- [WORK ORDER A]: Rewrite the passage of the article on disruption and valuation between "The New Maginot" and "company’s static defense.", inclusive, changing "static" to "fixed".
- [WORK ORDER B]: Summarize the article on disruption and valuation in two sentences.

- [PAGE EXTRACT]:
————

This article was written by Nicholas Mitsakos : Chairman and CEO at Arcadia Capital Group.

Transformation, Valuation, Employment, and Deflation

Disruption to some of the world’s most important industries, deflationary pressure caused by scaling lower-cost businesses, and sustained low interest rates challenge traditional valuation models. Technological platforms, from blockchain-based businesses to energy storage to DNA sequencing, enable unprecedented disruption to business and economic models.

Interest rates will remain low, equity values will remain high, innovation will drive deflationary pressure, and volatility will be intense and frequent. A new approach is required to understand dynamic global competition and sustainable value.

The New Maginot Line

It’s working about as well as the first one.

The Maginot Line, France’s “ultimate defense for freedom and prosperity” was miserably inadequate. In much the same way, companies aspired to create sustainable value by building a defensive quote moat” around their businesses – a static monopoly, as it were. While this model certainly has its strengths, a static approach only works in increasingly narrow circumstances and has little flexibility. After all, Blockbuster had a mode for a long time. In an age of transformative innovation, this model may now be inadequate. A narrowly defined monopoly today could become a shuttered business in 10 years.

It is no longer appropriate to see companies through a filter of a competitive “moat.” Disruptive technologies permeating the global economy create bridges and siege engines capable of breaching any company’s static defense.

Creation and Destruction

Stable predictability is more and more anachronistic. Every company or industry will either be a disrupter or disrupted. The leading growth companies of today stand an excellent chance to be memories in short order.

————

- [EXTRACTED ENTRIES]:
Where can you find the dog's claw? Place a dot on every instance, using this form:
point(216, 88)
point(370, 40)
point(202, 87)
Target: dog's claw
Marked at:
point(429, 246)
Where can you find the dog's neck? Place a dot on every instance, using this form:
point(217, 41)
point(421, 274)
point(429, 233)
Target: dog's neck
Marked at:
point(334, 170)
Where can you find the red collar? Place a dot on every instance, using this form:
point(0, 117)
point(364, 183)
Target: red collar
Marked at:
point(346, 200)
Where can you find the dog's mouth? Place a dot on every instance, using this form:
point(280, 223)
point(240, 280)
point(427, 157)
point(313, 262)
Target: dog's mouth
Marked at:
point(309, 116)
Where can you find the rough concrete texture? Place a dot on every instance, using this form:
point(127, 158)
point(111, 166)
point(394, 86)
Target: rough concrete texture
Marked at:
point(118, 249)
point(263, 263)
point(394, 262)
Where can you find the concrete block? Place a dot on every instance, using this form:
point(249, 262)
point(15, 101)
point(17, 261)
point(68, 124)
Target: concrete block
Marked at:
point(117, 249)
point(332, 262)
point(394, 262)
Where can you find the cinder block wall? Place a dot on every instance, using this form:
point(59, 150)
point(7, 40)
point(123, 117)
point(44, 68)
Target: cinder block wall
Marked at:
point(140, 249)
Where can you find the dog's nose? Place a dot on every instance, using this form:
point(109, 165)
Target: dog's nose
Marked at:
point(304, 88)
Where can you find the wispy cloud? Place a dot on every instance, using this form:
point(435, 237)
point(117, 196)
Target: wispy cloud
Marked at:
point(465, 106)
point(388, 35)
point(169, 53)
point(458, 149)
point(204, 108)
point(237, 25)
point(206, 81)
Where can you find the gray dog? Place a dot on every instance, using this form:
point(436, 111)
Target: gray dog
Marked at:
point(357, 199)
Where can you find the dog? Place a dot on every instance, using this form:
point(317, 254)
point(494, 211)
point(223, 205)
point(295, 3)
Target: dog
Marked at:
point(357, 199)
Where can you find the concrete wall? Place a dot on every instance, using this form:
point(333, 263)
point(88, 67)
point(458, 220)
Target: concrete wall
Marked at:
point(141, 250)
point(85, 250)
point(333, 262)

————

- [EXERCISE RESPONSE A]:
The New Maginot Line

It’s working about as well as the first one.

The Maginot Line, France’s “ultimate defense for freedom and prosperity” was miserably inadequate. In much the same way, companies aspired to create sustainable value by building a defensive quote moat” around their businesses – a fixed monopoly, as it were. While this model certainly has its strengths, a fixed approach only works in increasingly narrow circumstances and has little flexibility. After all, Blockbuster had a mode for a long time. In an age of transformative innovation, this model may now be inadequate. A narrowly defined monopoly today could become a shuttered business in 10 years.

It is no longer appropriate to see companies through a filter of a competitive “moat.” Disruptive technologies permeating the global economy create bridges and siege engines capable of breaching any company’s fixed defense.

- [EXERCISE RESPONSE B]: Disruptive technologies, deflationary pressure from scaling lower-cost businesses, and sustained low interest rates are challenging traditional valuation models, so a new approach is needed to understand global competition and sustainable value. A static defensive "moat" around a business, compared to France's inadequate Maginot Line, is no longer an appropriate lens because disruptive technologies can breach any company's static defense, and every company or industry will either be a disrupter or disrupted.